### [Exercise objective]
Starting with the line that contains "Where can you see the green truck", write out each line through the end of the listing, unchanged. Output nothing else.

### [Supplied information]

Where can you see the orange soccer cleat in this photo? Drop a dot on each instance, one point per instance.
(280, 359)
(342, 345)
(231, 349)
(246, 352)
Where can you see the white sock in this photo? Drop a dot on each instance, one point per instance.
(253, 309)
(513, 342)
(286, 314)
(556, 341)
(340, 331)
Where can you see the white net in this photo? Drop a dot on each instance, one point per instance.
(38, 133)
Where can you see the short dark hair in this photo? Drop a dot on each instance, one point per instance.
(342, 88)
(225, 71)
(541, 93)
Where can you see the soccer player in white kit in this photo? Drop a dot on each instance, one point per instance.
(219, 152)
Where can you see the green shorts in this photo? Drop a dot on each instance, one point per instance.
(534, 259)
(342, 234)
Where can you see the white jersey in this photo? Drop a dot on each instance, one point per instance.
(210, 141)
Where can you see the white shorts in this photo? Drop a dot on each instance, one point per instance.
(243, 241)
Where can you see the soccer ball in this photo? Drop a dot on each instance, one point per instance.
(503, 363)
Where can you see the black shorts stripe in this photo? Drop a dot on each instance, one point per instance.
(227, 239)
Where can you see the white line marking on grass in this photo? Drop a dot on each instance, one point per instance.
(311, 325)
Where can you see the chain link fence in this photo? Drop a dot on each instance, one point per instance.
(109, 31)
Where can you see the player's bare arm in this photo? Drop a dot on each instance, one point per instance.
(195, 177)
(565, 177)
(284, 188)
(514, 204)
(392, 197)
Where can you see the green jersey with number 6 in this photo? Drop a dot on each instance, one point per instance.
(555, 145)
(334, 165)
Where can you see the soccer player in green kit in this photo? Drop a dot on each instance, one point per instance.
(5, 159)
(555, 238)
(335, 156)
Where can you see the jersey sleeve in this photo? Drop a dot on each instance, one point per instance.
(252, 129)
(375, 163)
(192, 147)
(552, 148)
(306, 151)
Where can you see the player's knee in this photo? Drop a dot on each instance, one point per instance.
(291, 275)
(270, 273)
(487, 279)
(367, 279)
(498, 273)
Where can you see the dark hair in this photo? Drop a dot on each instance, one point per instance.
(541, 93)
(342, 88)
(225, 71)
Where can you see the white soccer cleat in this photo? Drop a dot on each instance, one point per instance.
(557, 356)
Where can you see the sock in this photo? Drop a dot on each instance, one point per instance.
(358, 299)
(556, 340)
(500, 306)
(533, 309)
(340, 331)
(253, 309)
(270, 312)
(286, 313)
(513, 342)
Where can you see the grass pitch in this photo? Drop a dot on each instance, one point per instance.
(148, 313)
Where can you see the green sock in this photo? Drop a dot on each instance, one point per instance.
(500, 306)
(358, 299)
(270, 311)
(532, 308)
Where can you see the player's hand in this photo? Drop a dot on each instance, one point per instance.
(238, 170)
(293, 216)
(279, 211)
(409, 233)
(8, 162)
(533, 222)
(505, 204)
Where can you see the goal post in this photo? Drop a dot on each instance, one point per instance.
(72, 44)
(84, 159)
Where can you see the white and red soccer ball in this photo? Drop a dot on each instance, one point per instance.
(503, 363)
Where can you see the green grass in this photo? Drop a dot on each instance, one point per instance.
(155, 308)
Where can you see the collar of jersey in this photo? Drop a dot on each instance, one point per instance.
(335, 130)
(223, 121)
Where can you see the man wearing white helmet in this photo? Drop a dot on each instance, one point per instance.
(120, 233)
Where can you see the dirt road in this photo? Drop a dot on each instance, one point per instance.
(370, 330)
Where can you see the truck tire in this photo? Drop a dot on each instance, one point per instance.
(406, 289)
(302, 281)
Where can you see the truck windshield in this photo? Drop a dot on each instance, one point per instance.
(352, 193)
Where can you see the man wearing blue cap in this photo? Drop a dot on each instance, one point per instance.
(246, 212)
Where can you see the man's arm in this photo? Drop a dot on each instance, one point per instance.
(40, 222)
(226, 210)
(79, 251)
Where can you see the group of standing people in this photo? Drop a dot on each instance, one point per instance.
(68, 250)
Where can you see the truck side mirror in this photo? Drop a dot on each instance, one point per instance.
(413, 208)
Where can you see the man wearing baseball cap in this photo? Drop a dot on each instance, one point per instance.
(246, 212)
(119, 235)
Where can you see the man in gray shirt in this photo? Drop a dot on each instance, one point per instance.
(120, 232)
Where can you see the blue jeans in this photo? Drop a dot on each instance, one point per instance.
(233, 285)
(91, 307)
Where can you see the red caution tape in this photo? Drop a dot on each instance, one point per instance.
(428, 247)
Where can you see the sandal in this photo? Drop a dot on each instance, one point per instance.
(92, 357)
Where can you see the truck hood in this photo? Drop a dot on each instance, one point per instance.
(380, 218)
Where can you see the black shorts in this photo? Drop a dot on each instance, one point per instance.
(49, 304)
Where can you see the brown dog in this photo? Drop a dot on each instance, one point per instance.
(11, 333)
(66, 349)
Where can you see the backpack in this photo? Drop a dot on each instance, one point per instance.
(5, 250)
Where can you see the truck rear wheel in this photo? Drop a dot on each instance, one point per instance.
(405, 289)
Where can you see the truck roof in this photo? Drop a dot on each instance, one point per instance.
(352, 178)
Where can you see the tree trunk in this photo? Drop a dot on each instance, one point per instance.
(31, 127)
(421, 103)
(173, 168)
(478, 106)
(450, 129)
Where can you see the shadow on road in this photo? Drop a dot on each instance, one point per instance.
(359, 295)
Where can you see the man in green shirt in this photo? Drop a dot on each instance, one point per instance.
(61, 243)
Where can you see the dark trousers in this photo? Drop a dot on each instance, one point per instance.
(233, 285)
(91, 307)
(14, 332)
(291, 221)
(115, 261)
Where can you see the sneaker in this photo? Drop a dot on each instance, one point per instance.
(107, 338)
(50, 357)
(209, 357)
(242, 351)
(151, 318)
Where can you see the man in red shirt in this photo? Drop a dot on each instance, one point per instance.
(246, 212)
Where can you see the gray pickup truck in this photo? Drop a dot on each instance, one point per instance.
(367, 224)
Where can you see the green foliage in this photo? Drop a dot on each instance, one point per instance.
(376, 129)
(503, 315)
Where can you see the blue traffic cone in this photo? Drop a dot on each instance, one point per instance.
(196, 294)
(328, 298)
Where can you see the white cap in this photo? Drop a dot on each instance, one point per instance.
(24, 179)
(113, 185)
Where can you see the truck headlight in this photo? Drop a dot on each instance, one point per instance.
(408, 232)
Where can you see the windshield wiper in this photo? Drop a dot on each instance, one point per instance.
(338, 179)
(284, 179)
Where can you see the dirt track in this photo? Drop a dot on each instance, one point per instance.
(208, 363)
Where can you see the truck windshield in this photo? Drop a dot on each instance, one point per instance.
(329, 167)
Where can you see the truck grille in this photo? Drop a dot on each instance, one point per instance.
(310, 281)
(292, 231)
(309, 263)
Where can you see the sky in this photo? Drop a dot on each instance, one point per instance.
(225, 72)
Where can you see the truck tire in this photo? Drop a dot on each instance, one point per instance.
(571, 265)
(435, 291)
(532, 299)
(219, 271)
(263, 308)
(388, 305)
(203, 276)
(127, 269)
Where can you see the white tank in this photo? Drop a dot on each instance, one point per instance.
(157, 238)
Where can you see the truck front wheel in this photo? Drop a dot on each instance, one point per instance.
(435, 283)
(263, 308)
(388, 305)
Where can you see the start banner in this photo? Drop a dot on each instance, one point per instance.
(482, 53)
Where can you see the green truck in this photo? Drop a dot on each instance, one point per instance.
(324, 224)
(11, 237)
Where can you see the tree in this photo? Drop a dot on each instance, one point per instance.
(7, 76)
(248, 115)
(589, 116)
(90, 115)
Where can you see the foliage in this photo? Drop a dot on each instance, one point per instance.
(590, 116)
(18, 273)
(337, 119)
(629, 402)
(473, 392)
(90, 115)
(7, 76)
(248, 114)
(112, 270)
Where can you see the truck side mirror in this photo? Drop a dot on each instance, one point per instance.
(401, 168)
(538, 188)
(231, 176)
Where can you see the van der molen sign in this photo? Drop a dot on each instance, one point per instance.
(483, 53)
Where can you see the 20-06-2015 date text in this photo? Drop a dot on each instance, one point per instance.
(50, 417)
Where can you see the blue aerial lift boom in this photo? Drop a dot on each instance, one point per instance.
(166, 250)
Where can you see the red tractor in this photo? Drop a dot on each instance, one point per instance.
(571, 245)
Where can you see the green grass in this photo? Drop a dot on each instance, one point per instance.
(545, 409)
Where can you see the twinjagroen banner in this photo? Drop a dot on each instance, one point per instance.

### [Exercise response]
Where can you see the green truck in this photo? Drop a dot on each instance, one point per instance.
(324, 224)
(11, 237)
Where can you see the tree in this photo? Drop a dot on each instance, one point per instance.
(7, 76)
(248, 115)
(589, 116)
(90, 115)
Where can you see the foliage in this photo? Drop a dot on each instance, one point per instance.
(590, 116)
(18, 273)
(337, 119)
(629, 402)
(473, 392)
(90, 115)
(7, 76)
(248, 114)
(112, 270)
Where can you see the truck side mirror in this photo? Drop a dot on each instance, one point per instance.
(401, 168)
(538, 188)
(231, 176)
Where can you see the van der molen sign in this photo? Drop a dot on each instance, one point per instance.
(483, 53)
Where can you see the 20-06-2015 date text in this photo? Drop a dot on each instance, one point per instance.
(50, 417)
Where can you see the blue aerial lift boom in this photo? Drop a dot on each instance, one point per instance.
(166, 250)
Where can you see the red tractor in this photo? Drop a dot on each instance, one point per instance.
(571, 245)
Where can you see the green grass in this photo? Drop a dot on each instance, one point per instance.
(545, 409)
Where can you see the twinjagroen banner in this photo? Drop a dot on each instance, one point per instance.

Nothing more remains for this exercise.